(EXERCISE INSTRUCTIONS) Give every line of the material back exactly, images removed.

(DATA SHOWN)
=======

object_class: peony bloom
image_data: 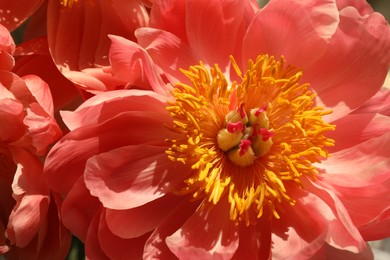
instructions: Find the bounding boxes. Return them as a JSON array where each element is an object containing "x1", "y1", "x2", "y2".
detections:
[
  {"x1": 44, "y1": 0, "x2": 390, "y2": 259},
  {"x1": 0, "y1": 24, "x2": 70, "y2": 259},
  {"x1": 0, "y1": 0, "x2": 151, "y2": 93}
]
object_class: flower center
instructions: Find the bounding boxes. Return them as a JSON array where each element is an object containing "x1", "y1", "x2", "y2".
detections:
[{"x1": 166, "y1": 55, "x2": 335, "y2": 224}]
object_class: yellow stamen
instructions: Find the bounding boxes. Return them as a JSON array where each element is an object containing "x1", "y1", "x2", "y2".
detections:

=======

(TASK ANSWER)
object_class: peony bloom
image_data: 
instructions: Find the bounding boxes. Return them as a JSON array where each element is an object containing "x1", "y1", "x2", "y2".
detections:
[
  {"x1": 44, "y1": 0, "x2": 390, "y2": 259},
  {"x1": 0, "y1": 24, "x2": 70, "y2": 259},
  {"x1": 0, "y1": 0, "x2": 151, "y2": 93}
]
object_class: flower center
instructions: Find the bounding boxes. Return them as a JSON array where each element is an object containing "x1", "y1", "x2", "y2".
detections:
[{"x1": 166, "y1": 55, "x2": 335, "y2": 224}]
object_class: yellow stamen
instructions: Find the bounding boxes. Return them as a JSON array where each element is an object containing "x1", "y1", "x2", "y2".
detections:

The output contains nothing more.